*** Data for analysis ***

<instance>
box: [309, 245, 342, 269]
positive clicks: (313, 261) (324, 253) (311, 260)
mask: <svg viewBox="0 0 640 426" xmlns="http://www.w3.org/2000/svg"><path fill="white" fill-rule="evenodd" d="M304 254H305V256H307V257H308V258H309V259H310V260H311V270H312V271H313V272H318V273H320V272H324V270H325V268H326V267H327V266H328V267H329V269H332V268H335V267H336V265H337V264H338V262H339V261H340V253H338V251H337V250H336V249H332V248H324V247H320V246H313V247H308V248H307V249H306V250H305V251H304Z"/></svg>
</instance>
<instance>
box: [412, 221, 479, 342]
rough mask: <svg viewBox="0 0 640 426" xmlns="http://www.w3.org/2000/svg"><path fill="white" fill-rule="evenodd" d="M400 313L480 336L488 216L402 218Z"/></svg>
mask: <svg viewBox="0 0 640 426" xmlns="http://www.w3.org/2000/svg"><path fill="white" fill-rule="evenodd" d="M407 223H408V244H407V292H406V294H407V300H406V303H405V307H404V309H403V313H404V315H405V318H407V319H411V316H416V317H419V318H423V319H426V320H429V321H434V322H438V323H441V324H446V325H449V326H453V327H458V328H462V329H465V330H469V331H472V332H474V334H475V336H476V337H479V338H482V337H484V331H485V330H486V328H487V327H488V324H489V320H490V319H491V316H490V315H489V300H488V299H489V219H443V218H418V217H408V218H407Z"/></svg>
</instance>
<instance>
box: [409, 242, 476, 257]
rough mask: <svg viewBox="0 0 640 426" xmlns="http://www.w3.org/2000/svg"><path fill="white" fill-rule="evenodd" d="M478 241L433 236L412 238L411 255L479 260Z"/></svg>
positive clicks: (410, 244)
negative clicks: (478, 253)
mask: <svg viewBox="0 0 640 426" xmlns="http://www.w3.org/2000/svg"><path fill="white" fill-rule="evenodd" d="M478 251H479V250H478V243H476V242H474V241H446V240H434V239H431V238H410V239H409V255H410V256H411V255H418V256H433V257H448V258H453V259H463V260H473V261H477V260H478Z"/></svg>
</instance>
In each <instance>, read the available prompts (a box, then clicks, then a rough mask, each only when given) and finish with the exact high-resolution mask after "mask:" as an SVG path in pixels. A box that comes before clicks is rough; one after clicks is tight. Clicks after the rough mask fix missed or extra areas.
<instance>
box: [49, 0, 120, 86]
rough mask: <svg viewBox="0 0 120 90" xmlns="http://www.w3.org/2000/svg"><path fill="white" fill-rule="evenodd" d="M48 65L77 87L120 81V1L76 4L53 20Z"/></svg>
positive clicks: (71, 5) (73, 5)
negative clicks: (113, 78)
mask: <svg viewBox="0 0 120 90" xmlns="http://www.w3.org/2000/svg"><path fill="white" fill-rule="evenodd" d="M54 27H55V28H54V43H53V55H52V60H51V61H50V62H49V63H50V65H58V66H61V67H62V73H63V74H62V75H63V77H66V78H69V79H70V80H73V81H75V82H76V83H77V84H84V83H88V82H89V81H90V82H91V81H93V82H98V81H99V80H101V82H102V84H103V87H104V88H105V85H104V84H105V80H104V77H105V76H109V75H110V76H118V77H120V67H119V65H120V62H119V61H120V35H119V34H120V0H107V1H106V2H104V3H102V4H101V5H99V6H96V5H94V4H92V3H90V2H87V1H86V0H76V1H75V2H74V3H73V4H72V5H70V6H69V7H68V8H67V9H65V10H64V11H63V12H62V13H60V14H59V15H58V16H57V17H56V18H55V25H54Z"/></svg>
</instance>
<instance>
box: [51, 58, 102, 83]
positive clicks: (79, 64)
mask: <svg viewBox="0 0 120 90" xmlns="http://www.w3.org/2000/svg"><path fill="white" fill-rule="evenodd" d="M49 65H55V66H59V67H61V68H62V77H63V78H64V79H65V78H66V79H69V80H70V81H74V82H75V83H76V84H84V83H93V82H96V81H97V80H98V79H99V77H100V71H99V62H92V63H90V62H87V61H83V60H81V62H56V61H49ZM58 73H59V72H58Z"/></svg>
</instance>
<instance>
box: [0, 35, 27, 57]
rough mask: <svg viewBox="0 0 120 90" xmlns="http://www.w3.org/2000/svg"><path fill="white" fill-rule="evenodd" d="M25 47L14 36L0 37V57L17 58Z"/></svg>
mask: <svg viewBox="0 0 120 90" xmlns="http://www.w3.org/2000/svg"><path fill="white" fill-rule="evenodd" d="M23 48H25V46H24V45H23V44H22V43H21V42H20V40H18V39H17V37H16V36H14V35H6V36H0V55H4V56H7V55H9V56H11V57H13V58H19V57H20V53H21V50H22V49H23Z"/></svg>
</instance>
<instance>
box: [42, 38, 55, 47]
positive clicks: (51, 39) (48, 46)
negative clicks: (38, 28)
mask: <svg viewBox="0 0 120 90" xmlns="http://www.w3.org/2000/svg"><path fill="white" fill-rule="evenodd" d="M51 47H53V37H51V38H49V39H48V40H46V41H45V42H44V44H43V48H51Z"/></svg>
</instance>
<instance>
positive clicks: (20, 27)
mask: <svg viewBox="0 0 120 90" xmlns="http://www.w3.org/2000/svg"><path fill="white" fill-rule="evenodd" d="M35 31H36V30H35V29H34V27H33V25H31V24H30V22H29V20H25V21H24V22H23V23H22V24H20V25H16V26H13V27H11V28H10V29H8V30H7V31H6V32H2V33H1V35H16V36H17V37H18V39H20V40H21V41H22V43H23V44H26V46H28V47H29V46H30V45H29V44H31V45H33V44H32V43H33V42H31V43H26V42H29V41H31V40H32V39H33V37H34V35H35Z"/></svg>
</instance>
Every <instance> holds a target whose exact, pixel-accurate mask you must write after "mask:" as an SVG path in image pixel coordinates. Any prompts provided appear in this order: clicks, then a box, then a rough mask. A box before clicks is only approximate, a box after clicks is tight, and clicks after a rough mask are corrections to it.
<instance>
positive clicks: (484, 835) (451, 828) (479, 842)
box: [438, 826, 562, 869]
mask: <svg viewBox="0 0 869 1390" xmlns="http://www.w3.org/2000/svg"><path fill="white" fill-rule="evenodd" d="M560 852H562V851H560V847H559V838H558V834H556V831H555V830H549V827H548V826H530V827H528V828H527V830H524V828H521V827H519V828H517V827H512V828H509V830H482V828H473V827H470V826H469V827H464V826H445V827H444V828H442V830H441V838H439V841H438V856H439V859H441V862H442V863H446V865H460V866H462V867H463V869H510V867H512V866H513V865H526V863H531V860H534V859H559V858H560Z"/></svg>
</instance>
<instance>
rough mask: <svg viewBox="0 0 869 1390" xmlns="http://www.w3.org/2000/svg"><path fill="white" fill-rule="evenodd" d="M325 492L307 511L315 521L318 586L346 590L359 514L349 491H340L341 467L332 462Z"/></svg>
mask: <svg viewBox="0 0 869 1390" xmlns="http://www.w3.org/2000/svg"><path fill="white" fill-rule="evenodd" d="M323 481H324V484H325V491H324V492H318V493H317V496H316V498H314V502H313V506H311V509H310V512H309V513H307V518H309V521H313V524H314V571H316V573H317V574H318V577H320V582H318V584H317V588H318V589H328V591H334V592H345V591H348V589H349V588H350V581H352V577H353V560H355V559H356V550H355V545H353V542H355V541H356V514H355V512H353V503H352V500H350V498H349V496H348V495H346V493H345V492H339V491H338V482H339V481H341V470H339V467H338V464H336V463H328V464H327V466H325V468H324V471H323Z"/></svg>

***

Using the records above, restate word for word the lines from the one with "65L77 87L120 81V1L76" through the one with "box: [0, 35, 27, 57]", both included.

Written answer »
rough mask: <svg viewBox="0 0 120 90" xmlns="http://www.w3.org/2000/svg"><path fill="white" fill-rule="evenodd" d="M48 65L77 87L120 81V1L76 4L53 20Z"/></svg>
positive clicks: (71, 5) (73, 5)
negative clicks: (113, 78)
mask: <svg viewBox="0 0 120 90" xmlns="http://www.w3.org/2000/svg"><path fill="white" fill-rule="evenodd" d="M54 27H55V28H54V43H53V55H52V60H51V61H50V62H49V63H50V65H58V66H61V67H62V73H63V74H62V75H63V77H66V78H69V79H70V80H73V81H75V82H76V83H77V84H84V83H88V82H89V81H90V82H91V81H93V82H98V81H99V80H101V82H102V84H103V87H104V88H105V85H104V84H105V80H104V77H105V76H109V75H110V76H118V77H120V67H119V65H120V62H119V61H120V35H119V34H120V0H107V1H106V2H104V3H102V4H101V5H99V6H96V5H94V4H92V3H90V2H87V1H86V0H76V1H75V2H74V3H73V4H72V5H70V6H69V7H68V8H67V9H65V10H64V11H63V12H62V13H60V14H59V15H58V16H57V17H56V18H55V25H54Z"/></svg>
</instance>
<instance>
box: [51, 58, 102, 83]
positive clicks: (79, 64)
mask: <svg viewBox="0 0 120 90" xmlns="http://www.w3.org/2000/svg"><path fill="white" fill-rule="evenodd" d="M49 65H55V66H59V67H61V68H62V77H63V78H64V79H65V78H66V79H69V80H70V81H74V82H75V83H76V84H84V83H93V82H96V81H97V80H98V79H99V77H100V71H99V62H92V63H90V62H87V61H83V60H81V62H56V61H49ZM58 73H59V72H58Z"/></svg>
</instance>
<instance>
box: [0, 35, 27, 57]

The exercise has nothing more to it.